=== Section Start ===

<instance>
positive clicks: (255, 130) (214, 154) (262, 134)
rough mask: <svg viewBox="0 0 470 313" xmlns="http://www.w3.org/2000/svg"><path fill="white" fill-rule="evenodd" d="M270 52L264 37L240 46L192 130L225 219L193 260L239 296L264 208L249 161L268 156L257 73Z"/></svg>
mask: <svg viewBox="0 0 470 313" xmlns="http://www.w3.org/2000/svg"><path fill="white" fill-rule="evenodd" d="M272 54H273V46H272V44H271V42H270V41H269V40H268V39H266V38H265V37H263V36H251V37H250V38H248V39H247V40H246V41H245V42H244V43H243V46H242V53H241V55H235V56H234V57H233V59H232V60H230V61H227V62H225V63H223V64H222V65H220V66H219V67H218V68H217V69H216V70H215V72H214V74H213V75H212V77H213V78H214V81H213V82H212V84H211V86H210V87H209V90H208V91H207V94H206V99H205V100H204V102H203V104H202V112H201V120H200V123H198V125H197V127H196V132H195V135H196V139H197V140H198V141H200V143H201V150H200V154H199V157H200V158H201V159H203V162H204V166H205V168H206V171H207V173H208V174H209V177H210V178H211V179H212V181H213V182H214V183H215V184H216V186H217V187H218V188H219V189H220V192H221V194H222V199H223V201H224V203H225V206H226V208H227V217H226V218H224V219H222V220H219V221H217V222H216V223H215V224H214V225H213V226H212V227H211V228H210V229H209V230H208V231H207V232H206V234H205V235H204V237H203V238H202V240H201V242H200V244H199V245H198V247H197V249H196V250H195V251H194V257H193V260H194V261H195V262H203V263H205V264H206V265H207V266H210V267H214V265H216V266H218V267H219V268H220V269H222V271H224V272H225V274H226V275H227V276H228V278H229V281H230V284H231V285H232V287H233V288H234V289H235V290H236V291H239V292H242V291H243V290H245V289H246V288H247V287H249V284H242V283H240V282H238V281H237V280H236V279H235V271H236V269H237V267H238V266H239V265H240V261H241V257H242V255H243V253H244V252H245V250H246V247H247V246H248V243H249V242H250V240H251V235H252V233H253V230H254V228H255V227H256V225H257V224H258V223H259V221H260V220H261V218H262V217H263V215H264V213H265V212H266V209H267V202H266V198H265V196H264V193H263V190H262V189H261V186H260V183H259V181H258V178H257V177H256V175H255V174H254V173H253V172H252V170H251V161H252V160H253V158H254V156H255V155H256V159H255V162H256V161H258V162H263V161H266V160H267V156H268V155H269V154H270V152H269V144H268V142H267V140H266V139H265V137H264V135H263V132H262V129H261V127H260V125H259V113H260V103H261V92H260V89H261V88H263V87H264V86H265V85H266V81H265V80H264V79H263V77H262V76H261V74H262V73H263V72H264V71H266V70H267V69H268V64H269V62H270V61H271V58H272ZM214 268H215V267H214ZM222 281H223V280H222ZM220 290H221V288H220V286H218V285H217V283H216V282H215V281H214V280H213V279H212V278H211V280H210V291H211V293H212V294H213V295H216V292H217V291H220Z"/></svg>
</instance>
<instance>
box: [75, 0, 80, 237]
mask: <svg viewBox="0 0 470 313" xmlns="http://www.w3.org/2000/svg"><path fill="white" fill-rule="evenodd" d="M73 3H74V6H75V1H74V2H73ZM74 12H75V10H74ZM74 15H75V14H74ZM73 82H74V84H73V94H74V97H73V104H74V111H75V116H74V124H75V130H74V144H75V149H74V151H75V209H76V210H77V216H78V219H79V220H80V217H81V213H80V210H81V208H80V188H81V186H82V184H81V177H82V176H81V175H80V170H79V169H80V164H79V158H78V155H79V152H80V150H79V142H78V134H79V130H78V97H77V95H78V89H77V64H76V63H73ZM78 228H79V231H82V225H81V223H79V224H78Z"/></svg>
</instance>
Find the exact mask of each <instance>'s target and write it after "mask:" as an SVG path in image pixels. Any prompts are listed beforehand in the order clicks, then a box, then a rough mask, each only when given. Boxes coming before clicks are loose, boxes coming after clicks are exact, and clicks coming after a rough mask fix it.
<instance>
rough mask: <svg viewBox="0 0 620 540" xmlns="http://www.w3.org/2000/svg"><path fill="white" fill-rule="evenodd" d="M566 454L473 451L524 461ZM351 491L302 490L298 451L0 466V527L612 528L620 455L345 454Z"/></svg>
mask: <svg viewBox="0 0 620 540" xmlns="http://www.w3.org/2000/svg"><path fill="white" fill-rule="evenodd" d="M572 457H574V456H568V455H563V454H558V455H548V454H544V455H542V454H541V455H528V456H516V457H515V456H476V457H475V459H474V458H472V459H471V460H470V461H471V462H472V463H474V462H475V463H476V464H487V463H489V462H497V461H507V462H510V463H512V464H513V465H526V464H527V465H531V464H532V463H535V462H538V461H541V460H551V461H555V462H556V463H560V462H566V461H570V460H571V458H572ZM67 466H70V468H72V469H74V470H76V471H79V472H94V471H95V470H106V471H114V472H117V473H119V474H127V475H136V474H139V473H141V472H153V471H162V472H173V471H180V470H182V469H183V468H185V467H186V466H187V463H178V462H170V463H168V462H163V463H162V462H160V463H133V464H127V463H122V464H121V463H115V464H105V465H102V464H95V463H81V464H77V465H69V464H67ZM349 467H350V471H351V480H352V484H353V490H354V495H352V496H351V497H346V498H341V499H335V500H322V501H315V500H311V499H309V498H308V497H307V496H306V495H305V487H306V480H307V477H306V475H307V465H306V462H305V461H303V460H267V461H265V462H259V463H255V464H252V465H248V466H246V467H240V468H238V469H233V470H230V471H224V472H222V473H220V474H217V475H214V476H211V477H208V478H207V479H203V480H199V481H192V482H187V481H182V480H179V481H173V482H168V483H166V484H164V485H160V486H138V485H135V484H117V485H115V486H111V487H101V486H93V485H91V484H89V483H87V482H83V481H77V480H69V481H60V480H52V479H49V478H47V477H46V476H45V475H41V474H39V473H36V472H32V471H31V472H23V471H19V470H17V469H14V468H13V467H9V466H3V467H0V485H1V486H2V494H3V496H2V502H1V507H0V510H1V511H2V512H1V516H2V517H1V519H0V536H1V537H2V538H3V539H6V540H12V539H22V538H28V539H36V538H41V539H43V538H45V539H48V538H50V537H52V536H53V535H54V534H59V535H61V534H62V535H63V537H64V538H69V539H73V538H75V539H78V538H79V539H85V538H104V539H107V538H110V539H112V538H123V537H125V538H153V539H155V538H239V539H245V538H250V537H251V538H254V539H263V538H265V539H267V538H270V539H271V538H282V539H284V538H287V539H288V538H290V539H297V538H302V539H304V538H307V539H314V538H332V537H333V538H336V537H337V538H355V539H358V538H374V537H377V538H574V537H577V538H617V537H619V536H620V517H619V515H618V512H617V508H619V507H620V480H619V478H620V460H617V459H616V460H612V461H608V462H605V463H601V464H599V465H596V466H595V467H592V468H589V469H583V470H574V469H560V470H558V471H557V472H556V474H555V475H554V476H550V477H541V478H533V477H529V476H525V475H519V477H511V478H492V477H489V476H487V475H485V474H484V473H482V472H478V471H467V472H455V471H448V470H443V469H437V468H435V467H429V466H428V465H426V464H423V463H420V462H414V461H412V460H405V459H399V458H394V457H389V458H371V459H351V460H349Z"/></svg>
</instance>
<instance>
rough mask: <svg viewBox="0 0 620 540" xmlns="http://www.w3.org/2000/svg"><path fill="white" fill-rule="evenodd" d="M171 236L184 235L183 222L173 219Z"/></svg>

=== Section End ===

### TASK GOAL
Can you format every line of the material above as a numbered list, leaving out any blank lines?

### ANSWER TO THIS PROBLEM
1. <instance>
2. positive clicks: (255, 130) (214, 154) (262, 134)
3. rough mask: <svg viewBox="0 0 470 313" xmlns="http://www.w3.org/2000/svg"><path fill="white" fill-rule="evenodd" d="M270 52L264 37L240 46L192 130L225 219L193 260L239 296L264 208L249 161L268 156L257 73Z"/></svg>
4. mask: <svg viewBox="0 0 470 313" xmlns="http://www.w3.org/2000/svg"><path fill="white" fill-rule="evenodd" d="M272 54H273V46H272V44H271V42H270V41H269V40H268V39H266V38H265V37H263V36H251V37H250V38H248V39H247V40H246V41H245V42H244V43H243V46H242V53H241V55H235V56H234V57H233V59H232V60H230V61H227V62H225V63H223V64H222V65H220V66H219V67H218V68H217V69H216V70H215V72H214V74H213V75H212V77H213V78H214V81H213V82H212V84H211V86H210V87H209V90H208V91H207V94H206V99H205V100H204V102H203V104H202V112H201V120H200V123H198V125H197V127H196V132H195V135H196V139H197V140H198V141H200V143H201V150H200V154H199V157H200V158H201V159H203V162H204V166H205V168H206V171H207V173H208V174H209V177H210V178H211V179H212V181H213V182H214V183H215V184H216V186H217V187H218V188H219V189H220V192H221V194H222V199H223V201H224V203H225V206H226V208H227V217H226V218H224V219H222V220H219V221H217V222H216V223H215V224H214V225H213V226H212V227H211V228H210V229H209V230H208V231H207V232H206V234H205V235H204V237H203V238H202V240H201V242H200V244H199V245H198V247H197V249H196V250H195V251H194V257H193V260H194V261H195V262H203V263H205V264H206V265H207V266H210V267H214V265H216V266H218V267H219V268H220V269H222V271H224V272H225V274H226V275H227V276H228V278H229V281H230V284H231V285H232V287H233V288H234V289H235V290H236V291H239V292H242V291H243V290H245V289H246V288H247V287H249V284H242V283H240V282H238V281H237V280H236V279H235V271H236V269H237V267H238V266H239V265H240V261H241V257H242V255H243V253H244V252H245V250H246V247H247V246H248V243H249V242H250V240H251V235H252V233H253V230H254V228H255V227H256V225H257V224H258V223H259V221H260V220H261V218H262V217H263V215H264V213H265V212H266V209H267V202H266V198H265V196H264V193H263V190H262V189H261V186H260V183H259V181H258V178H257V177H256V175H255V174H254V173H253V172H252V170H251V161H252V160H253V158H254V156H255V155H256V159H255V162H256V161H258V162H263V161H266V160H267V156H268V155H269V154H270V152H269V144H268V142H267V140H266V139H265V137H264V135H263V132H262V129H261V127H260V125H259V113H260V103H261V92H260V89H261V88H263V87H264V86H265V85H266V81H265V80H264V79H263V77H262V76H261V74H262V73H263V72H264V71H266V70H267V69H268V64H269V62H270V61H271V58H272ZM214 268H215V267H214ZM222 281H223V280H222ZM220 290H221V288H220V286H218V285H217V283H216V282H215V281H214V280H213V279H212V278H211V280H210V291H211V293H212V294H213V295H216V292H217V291H220Z"/></svg>
5. </instance>
6. <instance>
7. box: [75, 0, 80, 237]
8. mask: <svg viewBox="0 0 470 313" xmlns="http://www.w3.org/2000/svg"><path fill="white" fill-rule="evenodd" d="M73 3H74V6H75V1H74V2H73ZM74 12H75V10H74ZM74 15H75V14H74ZM73 82H74V84H73V94H74V97H73V104H74V111H75V116H74V124H75V130H74V144H75V149H74V151H75V209H76V210H77V216H78V219H79V220H80V217H81V213H80V210H81V208H80V188H81V186H82V184H81V177H82V176H81V175H80V170H79V169H80V164H79V158H78V155H79V152H80V150H79V142H78V134H79V130H78V97H77V95H78V89H77V64H76V63H73ZM78 228H79V231H82V225H81V223H79V224H78Z"/></svg>
9. </instance>
10. Find the exact mask of each <instance>'s target and write it after "mask:" as an SVG path in image pixels. Any prompts are listed beforehand in the order clicks, then a box, then a rough mask, each only when given. Boxes coming before clicks are loose, boxes coming after clicks are exact, and clicks coming after a rough mask fix it.
11. <instance>
12. rough mask: <svg viewBox="0 0 620 540" xmlns="http://www.w3.org/2000/svg"><path fill="white" fill-rule="evenodd" d="M566 454L473 451L524 461ZM351 491L302 490L298 451L0 466V527L612 528L620 455L345 454Z"/></svg>
13. mask: <svg viewBox="0 0 620 540" xmlns="http://www.w3.org/2000/svg"><path fill="white" fill-rule="evenodd" d="M572 457H574V456H568V455H563V454H558V455H548V454H544V455H542V454H541V455H528V456H516V457H515V456H476V457H475V459H474V458H472V459H471V460H470V461H471V462H472V463H474V462H475V463H476V464H487V463H489V462H497V461H507V462H510V463H512V464H513V465H526V464H527V465H531V464H532V463H535V462H538V461H541V460H551V461H555V462H556V463H560V462H566V461H570V460H571V458H572ZM67 466H70V468H72V469H74V470H76V471H79V472H94V471H95V470H106V471H114V472H117V473H119V474H127V475H136V474H139V473H141V472H153V471H162V472H173V471H180V470H182V469H183V468H185V467H186V466H187V463H178V462H170V463H168V462H163V463H162V462H160V463H133V464H127V463H122V464H121V463H115V464H105V465H102V464H95V463H81V464H77V465H69V464H67ZM349 467H350V471H351V480H352V484H353V490H354V495H352V496H351V497H346V498H341V499H335V500H322V501H315V500H311V499H309V498H308V497H307V496H306V495H305V487H306V480H307V477H306V475H307V465H306V462H305V461H303V460H267V461H265V462H259V463H255V464H252V465H248V466H246V467H240V468H238V469H233V470H230V471H224V472H222V473H220V474H217V475H214V476H211V477H208V478H207V479H203V480H199V481H192V482H187V481H182V480H179V481H173V482H168V483H166V484H164V485H160V486H138V485H135V484H117V485H115V486H111V487H101V486H93V485H91V484H89V483H87V482H83V481H77V480H69V481H60V480H52V479H49V478H47V477H46V476H45V475H41V474H39V473H36V472H32V471H31V472H23V471H19V470H17V469H14V468H13V467H9V466H3V467H0V485H1V486H2V494H3V496H2V502H1V507H0V510H1V511H2V512H1V516H2V517H1V519H0V536H1V537H2V538H3V539H6V540H12V539H22V538H28V539H36V538H41V539H43V538H45V539H48V538H50V537H52V536H53V535H54V534H59V535H61V534H62V535H63V537H64V538H69V539H73V538H75V539H78V538H79V539H85V538H104V539H107V538H110V539H112V538H123V537H125V538H153V539H155V538H239V539H245V538H250V537H251V538H254V539H263V538H265V539H267V538H270V539H271V538H282V539H284V538H287V539H288V538H290V539H297V538H302V539H304V538H307V539H314V538H332V537H333V538H336V537H337V538H355V539H358V538H374V537H377V538H574V537H577V538H617V537H619V536H620V517H619V515H618V512H617V508H619V507H620V480H619V478H620V460H617V459H616V460H612V461H608V462H605V463H601V464H599V465H596V466H595V467H592V468H589V469H583V470H574V469H560V470H558V471H557V472H556V474H555V475H554V476H550V477H541V478H533V477H529V476H525V475H519V477H511V478H492V477H489V476H487V475H485V474H484V473H482V472H478V471H467V472H455V471H448V470H443V469H437V468H435V467H429V466H428V465H426V464H423V463H420V462H414V461H412V460H405V459H399V458H394V457H389V458H371V459H351V460H349Z"/></svg>
14. </instance>
15. <instance>
16. rough mask: <svg viewBox="0 0 620 540" xmlns="http://www.w3.org/2000/svg"><path fill="white" fill-rule="evenodd" d="M171 236L184 235L183 222L173 219Z"/></svg>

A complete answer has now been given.